Directions
For the listing below, output exactly the lines from the line with "[locate] the bush" up to and including the line with "[locate] the blue", and no other lines.
Segment Start: Task data
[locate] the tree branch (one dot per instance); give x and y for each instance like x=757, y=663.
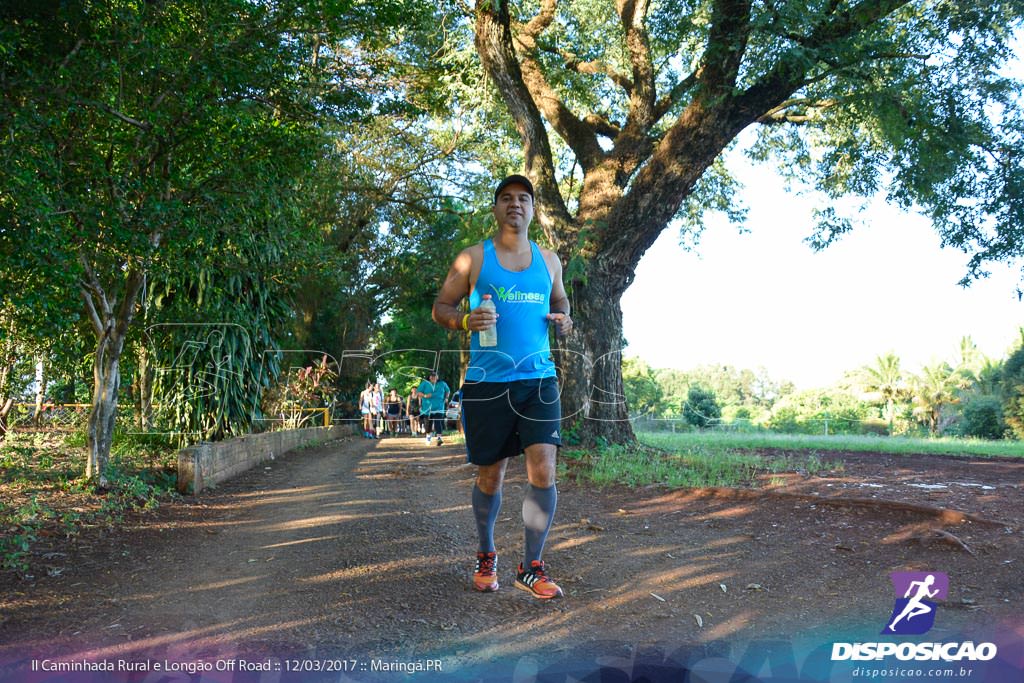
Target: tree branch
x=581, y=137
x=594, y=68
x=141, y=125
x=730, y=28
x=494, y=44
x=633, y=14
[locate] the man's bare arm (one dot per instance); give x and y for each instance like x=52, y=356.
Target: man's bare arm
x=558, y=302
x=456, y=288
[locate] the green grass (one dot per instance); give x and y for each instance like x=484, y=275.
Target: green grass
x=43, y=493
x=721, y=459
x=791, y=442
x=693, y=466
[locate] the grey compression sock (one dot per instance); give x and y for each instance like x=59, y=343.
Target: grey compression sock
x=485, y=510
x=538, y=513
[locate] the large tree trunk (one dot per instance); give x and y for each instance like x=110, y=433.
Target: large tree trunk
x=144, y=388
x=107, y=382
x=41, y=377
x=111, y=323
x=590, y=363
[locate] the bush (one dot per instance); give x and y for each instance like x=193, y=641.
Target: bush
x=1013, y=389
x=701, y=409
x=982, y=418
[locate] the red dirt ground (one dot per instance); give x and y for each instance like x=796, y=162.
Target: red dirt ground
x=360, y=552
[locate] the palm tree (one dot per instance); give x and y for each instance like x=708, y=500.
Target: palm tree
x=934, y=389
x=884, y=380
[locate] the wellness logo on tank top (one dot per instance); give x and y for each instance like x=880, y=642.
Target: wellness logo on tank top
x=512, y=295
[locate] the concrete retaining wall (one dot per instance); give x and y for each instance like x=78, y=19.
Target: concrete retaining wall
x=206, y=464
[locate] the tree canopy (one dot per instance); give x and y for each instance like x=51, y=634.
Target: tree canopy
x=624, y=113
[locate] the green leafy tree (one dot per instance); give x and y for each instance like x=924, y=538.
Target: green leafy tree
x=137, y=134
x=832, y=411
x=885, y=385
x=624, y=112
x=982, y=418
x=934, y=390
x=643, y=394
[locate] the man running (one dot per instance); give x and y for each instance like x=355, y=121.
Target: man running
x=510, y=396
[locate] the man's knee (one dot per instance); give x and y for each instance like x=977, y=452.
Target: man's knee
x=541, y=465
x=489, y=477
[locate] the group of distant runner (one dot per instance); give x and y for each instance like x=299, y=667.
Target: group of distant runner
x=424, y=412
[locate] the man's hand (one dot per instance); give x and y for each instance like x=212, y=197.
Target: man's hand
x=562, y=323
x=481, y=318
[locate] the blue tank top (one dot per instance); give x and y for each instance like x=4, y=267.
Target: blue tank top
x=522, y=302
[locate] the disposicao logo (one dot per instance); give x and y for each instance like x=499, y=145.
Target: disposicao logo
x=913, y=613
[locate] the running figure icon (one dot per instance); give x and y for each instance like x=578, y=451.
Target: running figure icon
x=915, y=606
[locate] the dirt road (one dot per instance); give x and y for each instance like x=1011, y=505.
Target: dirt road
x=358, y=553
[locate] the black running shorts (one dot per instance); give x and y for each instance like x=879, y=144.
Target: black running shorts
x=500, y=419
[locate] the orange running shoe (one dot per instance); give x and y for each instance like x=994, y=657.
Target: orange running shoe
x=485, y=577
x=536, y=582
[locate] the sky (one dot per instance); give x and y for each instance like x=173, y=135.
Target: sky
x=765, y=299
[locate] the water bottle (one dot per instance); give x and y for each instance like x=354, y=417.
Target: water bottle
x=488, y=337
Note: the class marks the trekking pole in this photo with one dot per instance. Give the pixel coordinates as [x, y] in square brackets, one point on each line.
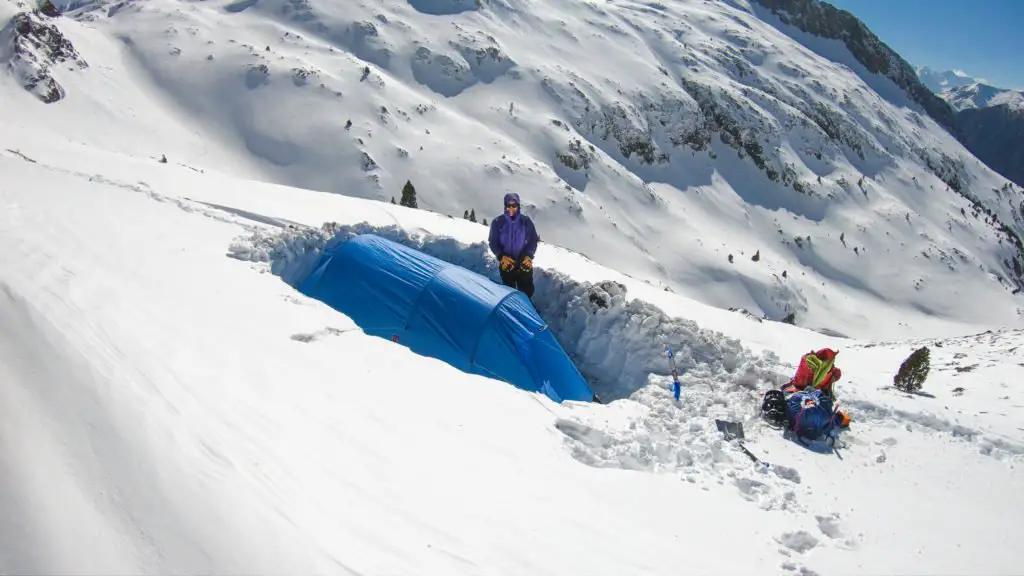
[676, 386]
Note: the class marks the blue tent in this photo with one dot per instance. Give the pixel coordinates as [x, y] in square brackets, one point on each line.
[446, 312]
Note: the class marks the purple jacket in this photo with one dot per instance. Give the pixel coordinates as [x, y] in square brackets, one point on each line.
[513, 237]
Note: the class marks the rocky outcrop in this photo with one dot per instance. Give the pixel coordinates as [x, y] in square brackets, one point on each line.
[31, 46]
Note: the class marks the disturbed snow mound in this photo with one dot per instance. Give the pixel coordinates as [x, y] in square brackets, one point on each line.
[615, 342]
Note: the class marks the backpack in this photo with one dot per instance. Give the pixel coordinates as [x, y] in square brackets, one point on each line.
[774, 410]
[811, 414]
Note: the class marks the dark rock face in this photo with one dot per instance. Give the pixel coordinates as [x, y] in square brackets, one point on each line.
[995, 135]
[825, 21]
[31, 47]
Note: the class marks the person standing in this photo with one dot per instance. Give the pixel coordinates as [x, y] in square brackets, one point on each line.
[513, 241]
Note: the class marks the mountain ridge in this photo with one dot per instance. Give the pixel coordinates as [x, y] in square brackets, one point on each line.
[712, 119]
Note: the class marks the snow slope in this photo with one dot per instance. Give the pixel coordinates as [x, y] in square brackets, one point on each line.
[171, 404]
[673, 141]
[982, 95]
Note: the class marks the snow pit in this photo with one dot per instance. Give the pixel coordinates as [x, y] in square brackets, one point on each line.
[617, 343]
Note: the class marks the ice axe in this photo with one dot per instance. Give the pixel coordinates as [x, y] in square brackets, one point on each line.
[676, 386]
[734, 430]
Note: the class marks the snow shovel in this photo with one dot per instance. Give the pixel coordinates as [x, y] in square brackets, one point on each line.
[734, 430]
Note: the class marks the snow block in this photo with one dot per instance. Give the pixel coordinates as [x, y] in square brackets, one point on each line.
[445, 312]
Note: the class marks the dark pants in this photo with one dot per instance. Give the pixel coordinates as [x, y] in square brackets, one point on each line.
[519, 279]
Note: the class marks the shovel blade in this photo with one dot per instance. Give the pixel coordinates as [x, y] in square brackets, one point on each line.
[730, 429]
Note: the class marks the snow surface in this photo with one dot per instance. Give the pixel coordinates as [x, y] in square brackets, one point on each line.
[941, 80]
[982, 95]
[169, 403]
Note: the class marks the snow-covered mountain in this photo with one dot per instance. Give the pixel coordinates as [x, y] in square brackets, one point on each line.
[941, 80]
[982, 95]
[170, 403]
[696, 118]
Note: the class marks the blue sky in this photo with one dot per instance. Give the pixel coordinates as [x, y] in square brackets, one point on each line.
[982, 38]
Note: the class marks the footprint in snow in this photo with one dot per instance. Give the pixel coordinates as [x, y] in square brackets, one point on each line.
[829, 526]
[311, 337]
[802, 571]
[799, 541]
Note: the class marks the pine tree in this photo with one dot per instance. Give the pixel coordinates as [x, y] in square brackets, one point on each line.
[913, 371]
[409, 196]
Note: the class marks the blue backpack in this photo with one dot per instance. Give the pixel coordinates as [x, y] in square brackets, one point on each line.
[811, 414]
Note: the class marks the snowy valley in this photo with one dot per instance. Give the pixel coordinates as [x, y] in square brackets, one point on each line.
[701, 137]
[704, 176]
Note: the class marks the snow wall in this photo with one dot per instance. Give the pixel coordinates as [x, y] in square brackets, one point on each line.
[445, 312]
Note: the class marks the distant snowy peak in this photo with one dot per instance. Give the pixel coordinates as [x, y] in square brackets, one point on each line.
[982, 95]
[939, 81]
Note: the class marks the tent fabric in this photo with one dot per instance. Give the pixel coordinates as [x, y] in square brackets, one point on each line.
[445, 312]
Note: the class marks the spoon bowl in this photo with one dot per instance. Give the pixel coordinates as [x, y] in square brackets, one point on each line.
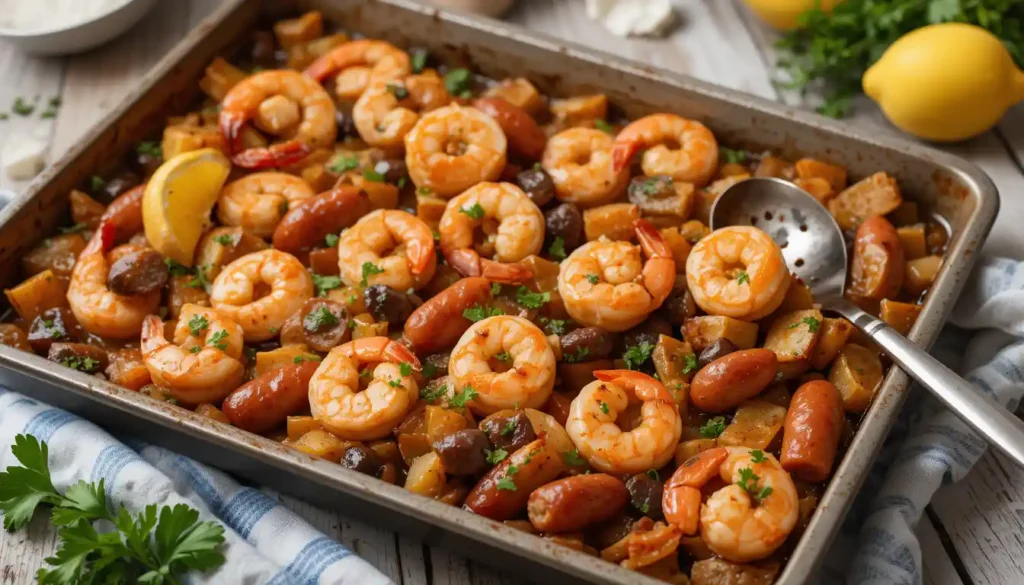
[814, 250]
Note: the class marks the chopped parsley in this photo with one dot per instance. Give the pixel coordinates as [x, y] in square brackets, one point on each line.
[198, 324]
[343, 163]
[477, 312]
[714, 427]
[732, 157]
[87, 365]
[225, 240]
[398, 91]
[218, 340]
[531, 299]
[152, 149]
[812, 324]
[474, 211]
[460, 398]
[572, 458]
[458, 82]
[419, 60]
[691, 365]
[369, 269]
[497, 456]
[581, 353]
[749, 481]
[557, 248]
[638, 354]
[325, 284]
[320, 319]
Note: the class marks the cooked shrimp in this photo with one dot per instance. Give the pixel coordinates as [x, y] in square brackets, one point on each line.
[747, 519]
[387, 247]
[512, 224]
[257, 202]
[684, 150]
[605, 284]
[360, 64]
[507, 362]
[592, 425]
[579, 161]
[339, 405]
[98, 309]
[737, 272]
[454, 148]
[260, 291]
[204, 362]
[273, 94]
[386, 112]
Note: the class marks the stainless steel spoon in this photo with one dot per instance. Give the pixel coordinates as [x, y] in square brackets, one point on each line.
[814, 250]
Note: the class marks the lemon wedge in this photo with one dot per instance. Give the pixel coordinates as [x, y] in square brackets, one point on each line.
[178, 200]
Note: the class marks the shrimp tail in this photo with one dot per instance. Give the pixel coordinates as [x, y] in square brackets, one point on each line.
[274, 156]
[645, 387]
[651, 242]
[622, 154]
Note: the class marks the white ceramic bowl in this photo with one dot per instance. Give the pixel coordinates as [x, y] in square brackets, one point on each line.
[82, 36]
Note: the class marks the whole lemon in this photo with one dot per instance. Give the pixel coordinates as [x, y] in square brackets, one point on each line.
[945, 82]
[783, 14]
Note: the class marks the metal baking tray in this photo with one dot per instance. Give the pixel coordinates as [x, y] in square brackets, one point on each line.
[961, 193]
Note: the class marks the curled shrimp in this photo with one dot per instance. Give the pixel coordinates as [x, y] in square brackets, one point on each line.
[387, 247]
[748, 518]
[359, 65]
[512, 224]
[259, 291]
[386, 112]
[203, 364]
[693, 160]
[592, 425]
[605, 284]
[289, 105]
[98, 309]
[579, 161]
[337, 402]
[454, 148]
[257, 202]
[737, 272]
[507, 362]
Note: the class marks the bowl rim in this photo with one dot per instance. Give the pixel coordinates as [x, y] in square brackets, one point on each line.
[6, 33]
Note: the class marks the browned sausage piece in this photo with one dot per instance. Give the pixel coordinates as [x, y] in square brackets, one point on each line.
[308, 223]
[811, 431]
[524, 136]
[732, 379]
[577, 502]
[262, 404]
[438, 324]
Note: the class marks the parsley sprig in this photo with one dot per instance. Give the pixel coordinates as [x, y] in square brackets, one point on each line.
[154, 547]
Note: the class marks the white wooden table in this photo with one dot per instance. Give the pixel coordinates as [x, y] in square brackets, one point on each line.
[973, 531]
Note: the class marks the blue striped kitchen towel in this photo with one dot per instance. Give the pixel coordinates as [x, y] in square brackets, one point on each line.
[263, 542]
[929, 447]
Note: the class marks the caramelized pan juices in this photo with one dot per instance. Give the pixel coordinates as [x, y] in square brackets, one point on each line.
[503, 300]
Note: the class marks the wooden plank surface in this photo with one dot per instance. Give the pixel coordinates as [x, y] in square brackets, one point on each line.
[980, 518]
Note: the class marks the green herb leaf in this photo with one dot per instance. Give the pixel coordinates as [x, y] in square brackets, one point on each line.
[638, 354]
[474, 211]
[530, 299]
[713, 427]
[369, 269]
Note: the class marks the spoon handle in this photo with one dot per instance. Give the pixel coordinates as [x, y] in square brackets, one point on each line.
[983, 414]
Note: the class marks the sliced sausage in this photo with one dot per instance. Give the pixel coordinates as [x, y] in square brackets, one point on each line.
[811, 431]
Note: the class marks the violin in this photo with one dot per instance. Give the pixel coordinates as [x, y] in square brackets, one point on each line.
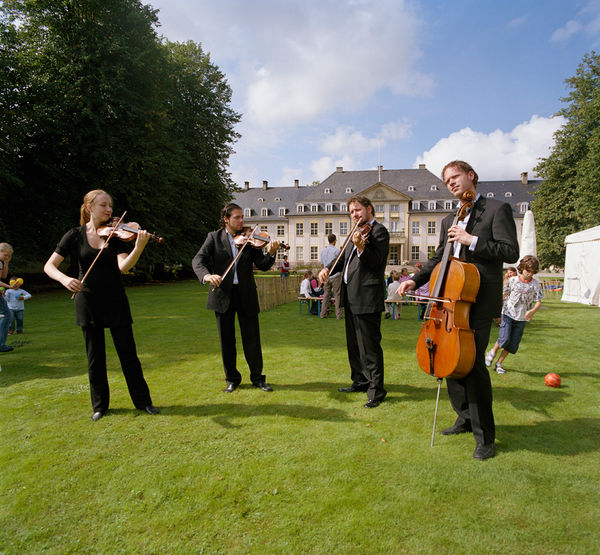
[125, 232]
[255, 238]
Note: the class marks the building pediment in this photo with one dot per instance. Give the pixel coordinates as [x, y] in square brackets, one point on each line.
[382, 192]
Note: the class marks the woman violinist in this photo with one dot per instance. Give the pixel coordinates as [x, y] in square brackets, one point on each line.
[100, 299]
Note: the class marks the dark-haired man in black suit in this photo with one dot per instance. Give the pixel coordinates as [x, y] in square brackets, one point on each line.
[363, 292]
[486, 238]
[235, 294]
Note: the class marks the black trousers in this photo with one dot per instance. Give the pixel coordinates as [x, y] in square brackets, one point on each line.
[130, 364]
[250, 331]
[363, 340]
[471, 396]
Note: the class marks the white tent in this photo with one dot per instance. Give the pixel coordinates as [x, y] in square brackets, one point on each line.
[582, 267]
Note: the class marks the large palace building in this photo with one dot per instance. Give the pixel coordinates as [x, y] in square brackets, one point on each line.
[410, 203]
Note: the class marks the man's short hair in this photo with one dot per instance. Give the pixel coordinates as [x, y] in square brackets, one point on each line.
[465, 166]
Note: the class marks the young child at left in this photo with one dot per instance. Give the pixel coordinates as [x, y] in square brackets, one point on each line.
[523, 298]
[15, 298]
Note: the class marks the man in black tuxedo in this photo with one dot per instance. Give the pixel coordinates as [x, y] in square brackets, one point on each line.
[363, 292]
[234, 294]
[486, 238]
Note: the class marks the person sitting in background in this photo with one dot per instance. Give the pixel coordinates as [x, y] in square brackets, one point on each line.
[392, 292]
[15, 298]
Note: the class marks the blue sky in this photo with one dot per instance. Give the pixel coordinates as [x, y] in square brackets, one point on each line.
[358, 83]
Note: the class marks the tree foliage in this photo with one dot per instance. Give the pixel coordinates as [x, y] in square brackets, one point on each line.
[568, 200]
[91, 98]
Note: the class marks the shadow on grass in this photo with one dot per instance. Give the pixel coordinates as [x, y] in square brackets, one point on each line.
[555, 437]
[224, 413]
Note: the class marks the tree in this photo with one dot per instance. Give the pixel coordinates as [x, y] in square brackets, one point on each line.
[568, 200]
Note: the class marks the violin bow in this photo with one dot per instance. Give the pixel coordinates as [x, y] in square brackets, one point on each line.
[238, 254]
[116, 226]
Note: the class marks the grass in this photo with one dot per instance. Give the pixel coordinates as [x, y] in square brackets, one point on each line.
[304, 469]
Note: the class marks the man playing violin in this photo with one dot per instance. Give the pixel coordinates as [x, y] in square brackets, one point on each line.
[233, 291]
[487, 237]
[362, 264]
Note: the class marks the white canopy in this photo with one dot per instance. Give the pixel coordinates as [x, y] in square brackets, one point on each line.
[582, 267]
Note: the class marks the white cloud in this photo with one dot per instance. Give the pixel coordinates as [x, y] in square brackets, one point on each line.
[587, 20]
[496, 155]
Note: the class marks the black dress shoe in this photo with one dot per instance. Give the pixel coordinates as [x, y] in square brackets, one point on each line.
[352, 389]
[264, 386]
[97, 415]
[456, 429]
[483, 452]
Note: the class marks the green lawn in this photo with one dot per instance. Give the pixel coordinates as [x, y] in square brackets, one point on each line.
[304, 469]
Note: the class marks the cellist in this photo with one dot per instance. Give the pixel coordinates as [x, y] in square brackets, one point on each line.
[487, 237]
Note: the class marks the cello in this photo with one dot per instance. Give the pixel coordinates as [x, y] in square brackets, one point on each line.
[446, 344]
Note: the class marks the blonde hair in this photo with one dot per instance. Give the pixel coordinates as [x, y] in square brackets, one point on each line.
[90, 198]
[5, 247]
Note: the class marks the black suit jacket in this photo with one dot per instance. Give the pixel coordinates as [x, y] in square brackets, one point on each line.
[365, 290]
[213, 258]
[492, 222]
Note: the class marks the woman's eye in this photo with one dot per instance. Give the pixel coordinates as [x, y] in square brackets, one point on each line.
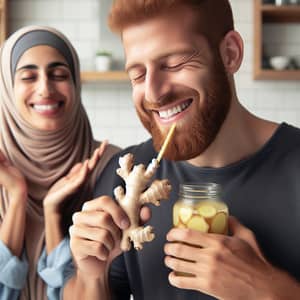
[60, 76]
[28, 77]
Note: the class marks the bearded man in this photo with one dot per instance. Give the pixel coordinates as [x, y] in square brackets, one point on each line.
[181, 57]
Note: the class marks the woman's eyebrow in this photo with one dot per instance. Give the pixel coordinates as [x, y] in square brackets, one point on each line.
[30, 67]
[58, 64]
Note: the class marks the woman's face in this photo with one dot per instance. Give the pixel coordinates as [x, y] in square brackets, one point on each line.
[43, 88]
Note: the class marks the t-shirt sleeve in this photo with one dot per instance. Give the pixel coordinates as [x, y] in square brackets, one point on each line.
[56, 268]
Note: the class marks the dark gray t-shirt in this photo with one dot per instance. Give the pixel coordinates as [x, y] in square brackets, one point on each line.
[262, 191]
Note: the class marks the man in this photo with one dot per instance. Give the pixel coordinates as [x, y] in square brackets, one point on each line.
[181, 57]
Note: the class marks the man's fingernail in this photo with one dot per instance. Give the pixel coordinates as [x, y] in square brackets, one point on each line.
Segment End: Task data
Problem solution
[locate] the bush (one dot per instance); give x and y for each instance like x=193, y=641.
Target: bush
x=1013, y=389
x=701, y=409
x=982, y=418
[locate] the red dirt ground (one dot per instance); give x and y for each instance like x=796, y=162.
Target: red dirt ground
x=360, y=552
[locate] the palm tree (one dot per instance); give x and y for each instance like x=708, y=500.
Target: palm tree
x=934, y=389
x=884, y=380
[locate] the wellness logo on tank top (one dot per instance); give x and y for each instance like x=880, y=642.
Target: wellness logo on tank top
x=512, y=295
[locate] the concrete retaining wall (one dot per instance); give x and y for each instance like x=78, y=19.
Target: concrete retaining wall
x=206, y=464
[locate] the tree canopy (one dot per instance); give x and y for each instance like x=51, y=634.
Target: tree canopy
x=624, y=113
[locate] the green leafy tree (one dot per instance); give x and y for each instance like x=924, y=538.
Target: green leafy tree
x=137, y=134
x=832, y=411
x=885, y=385
x=624, y=112
x=982, y=418
x=934, y=390
x=643, y=394
[locate] the man running (one dot per instance); give x and y for each instance like x=355, y=121.
Target: man running
x=510, y=396
[locate] the man's knee (one dot per instance); give x and y for each instance like x=977, y=452.
Target: man's knee
x=541, y=465
x=489, y=477
[locate] the group of distant runner (one dot per instance); give x and y for each instance like x=299, y=667.
Target: group of distant runner
x=424, y=412
[locate] the man's hand (one dot per instance); give x and y for each instance like x=212, y=197.
Target: man's hand
x=562, y=323
x=481, y=318
[locate] the blue tank top (one dot per instance); give x and y for each instance like x=4, y=267.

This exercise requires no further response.